> [Aim]:
Reproduce every one of the items below word for word, keeping each line in its original order.
* start Data in this exercise *
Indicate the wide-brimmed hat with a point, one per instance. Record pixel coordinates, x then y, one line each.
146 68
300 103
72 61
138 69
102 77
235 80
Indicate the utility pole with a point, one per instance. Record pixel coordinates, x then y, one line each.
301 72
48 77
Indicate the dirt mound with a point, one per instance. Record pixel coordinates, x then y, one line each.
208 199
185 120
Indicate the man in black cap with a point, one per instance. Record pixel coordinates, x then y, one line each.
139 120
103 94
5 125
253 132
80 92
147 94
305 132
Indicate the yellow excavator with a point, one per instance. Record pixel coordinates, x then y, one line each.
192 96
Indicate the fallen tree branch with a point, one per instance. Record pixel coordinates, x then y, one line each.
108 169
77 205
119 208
* end Data in this exercise *
> [Written answer]:
Indicate the wide-brimmed hat with a point, one per instance. Record pixel coordinates, x then y, one line each.
146 68
300 103
72 61
138 69
102 77
235 80
Indicate the utility pole with a point, one per instance. Record pixel coordinates, x then y, one line each.
301 72
48 77
Indicate the dirt mound with a point, one per instance. Record pixel coordinates, x then y, one line each.
208 199
185 120
Indicate the man in black cap with a point, one per instance. Record pixel coordinates, x then y, one line each.
139 120
103 94
5 125
253 132
80 92
147 94
305 132
Indicate the yellow excavator with a point, one per instance. Record pixel coordinates, x then y, one line each.
192 96
Indicate the fallen tree branch with a point, one per instance. Record pixel coordinates, x then y, one line each.
108 169
77 205
119 208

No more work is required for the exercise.